## Exercise passage
==============================

The Punjab government presented a self-proclaimed Rs5.903 trillion ‘budget of hope’ for FY2026-27 on Monday, around 10.7 per cent higher than the outgoing year’s budget. It proposes a Rs752 billion development budget/ Annual Development Programme (ADP), significantly lower than the Rs1,450 billion in the current fiscal, a 7.0 per cent increase in the salaries of government employees and a 3.5 per cent increase in pensions. The budget also prioritises social sectors, with R750 billion proposed for education and Rs500 billion for health. The proposed outlay for agricultural development, however, has been trimmed by a quarter but the budget also includes allocations of Rs2.47 billion for the Kisan Card Programme, Rs6.75 billion for Kisan Card Phase Two, Rs1 billion for Livestock Card Phase Two and Rs300 million for the Chief Minister Parwaz Card International Placement Programme. On the revenues side of things, the Punjab Revenue Authority has been assigned a revenue collection target of Rs528.5 billion, representing a 55 per cent increase, while the Excise Taxation and Narcotics Control Department has been given a target of Rs124 billion, up 77 per cent, with Rs461 billion to be collected in non-tax revenues. The government also expects to receive Rs4.39 trillion under the NFC, up 8.1 per cent from the current fiscal, and has opted to hike some existing tax measures and to expand the tax base, without introducing any new tax measures.
On the face of it, the budget of the largest province seems to follow some of the patterns seen in the federal budget. Development spending has been compressed, but relief is coming through the higher outlay and the lack of new tax measures. The substantial allocation for education, while encouraging, allocates just Rs63.3 billion for development expenditures. One could argue that all of this is necessary if the Punjab government is to achieve its surplus spending target of Rs91 billion and still send Rs546 billion to the federal government under national strategic requirements, the largest of any province. While an overall higher outlay and increased salaries and pensions are nothing to scoff at, some may say that calling this a ‘budget of hope’ might be a step too far. Nothing would instil more hope in the people of Punjab, and really all of Pakistan, than new schools, hospitals and better infrastructure. How does all of this come about if development spending is compressed?
Another persistent theme in economic discourse has also been how provinces must play a bigger role when it comes to raising revenues and Punjab has certainly tried to do so with this budget and that too without new tax measures. The Punjab chief minister has also said that this budget aims at delivering relief through the province’s own resources. If the province does indeed live up to this promise of relief, while still meeting higher revenue targets and sending money to the centre, that would be a big step forward. It would show that provinces can indeed be trusted with finances and move away from excessive reliance on the centre for revenue. And that might be the biggest hope this budget has to offer.

==============================

## Information provided
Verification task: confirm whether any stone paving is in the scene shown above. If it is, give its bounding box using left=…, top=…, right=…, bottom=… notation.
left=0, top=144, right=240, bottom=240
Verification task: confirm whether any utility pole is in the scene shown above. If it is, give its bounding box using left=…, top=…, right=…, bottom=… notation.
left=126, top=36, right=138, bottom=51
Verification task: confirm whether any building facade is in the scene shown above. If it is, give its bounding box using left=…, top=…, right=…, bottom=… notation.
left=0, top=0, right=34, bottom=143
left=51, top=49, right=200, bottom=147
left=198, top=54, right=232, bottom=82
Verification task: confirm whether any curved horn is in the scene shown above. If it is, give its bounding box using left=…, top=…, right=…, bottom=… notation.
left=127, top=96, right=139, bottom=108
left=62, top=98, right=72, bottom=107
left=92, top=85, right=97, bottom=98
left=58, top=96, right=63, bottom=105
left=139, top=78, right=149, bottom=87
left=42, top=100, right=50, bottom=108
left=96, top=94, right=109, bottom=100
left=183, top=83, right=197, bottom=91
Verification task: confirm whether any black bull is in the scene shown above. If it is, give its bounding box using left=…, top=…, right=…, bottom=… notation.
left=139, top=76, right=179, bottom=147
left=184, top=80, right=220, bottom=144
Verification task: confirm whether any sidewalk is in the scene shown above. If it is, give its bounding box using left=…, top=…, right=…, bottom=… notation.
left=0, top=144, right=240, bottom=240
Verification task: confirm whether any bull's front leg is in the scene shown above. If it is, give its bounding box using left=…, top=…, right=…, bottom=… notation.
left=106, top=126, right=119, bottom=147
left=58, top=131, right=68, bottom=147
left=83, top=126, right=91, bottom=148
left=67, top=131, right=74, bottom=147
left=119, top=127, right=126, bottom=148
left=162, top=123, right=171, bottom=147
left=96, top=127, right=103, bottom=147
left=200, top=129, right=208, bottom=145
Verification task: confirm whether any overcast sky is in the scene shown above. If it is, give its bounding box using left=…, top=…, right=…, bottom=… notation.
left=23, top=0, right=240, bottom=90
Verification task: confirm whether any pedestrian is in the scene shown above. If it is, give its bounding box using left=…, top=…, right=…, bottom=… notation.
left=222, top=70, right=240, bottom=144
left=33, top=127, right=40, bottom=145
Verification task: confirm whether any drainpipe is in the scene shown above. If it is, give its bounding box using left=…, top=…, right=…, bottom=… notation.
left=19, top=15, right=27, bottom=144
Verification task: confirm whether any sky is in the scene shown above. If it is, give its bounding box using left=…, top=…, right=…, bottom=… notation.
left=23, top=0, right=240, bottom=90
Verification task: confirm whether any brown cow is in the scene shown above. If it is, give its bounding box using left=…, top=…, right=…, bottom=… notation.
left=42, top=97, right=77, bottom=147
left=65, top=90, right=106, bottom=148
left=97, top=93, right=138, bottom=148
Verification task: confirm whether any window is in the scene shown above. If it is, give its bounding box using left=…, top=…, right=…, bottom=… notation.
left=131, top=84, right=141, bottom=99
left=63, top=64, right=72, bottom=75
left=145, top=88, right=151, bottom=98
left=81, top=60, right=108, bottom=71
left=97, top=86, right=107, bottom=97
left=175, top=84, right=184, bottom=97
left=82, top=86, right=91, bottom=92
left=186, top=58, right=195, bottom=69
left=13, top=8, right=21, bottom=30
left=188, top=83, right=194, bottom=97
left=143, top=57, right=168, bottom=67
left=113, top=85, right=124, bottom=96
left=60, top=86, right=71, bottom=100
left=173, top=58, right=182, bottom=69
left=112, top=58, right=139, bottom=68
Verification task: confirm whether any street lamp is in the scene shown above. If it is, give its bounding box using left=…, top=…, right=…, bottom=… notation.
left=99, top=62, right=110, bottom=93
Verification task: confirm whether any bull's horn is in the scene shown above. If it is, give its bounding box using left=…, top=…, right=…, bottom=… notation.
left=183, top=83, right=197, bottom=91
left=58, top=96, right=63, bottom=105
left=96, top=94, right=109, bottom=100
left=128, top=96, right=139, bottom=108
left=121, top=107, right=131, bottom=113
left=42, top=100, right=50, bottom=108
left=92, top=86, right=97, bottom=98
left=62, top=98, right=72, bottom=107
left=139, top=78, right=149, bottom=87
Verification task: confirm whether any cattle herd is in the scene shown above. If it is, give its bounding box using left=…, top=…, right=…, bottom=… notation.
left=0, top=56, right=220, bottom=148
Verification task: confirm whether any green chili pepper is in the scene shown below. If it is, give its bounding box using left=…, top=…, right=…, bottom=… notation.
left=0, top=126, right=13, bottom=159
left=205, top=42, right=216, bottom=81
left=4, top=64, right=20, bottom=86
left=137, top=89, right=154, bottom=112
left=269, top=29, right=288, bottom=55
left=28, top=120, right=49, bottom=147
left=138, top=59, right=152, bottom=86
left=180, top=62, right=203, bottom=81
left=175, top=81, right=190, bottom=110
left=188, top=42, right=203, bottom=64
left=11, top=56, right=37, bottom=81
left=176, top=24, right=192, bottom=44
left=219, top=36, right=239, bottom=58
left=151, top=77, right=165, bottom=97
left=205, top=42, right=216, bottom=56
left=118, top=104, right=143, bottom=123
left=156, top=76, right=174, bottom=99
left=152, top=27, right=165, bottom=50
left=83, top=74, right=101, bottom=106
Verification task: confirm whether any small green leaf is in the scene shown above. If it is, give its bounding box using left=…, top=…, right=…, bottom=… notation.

==============================

## List of tasks
1: According to the Punjab budget text, is each statement true? Answer yes or no, and quote the words from the text that decide it. (a) Government employees' salaries rise by 7.0 per cent. (b) The budget brings in several new tax measures. (c) The proposed development budget is larger than in the current fiscal.
2: In the Punjab budget text, what revenue collection target is the Punjab Revenue Authority given?
3: Write out the part of the Punjab budget text starting with "Another persistent theme" and going on through "has to offer.".
You won't need the listing.

## Solutions per task
1:
(a) Yes: "a 7.0 per cent increase in the salaries of government employees"
(b) No: "without introducing any new tax measures"
(c) No: "significantly lower than the Rs1,450 billion in the current fiscal"

2: Rs528.5 billion, a 55 per cent increase.

3:
Another persistent theme in economic discourse has also been how provinces must play a bigger role when it comes to raising revenues and Punjab has certainly tried to do so with this budget and that too without new tax measures. The Punjab chief minister has also said that this budget aims at delivering relief through the province’s own resources. If the province does indeed live up to this promise of relief, while still meeting higher revenue targets and sending money to the centre, that would be a big step forward. It would show that provinces can indeed be trusted with finances and move away from excessive reliance on the centre for revenue. And that might be the biggest hope this budget has to offer.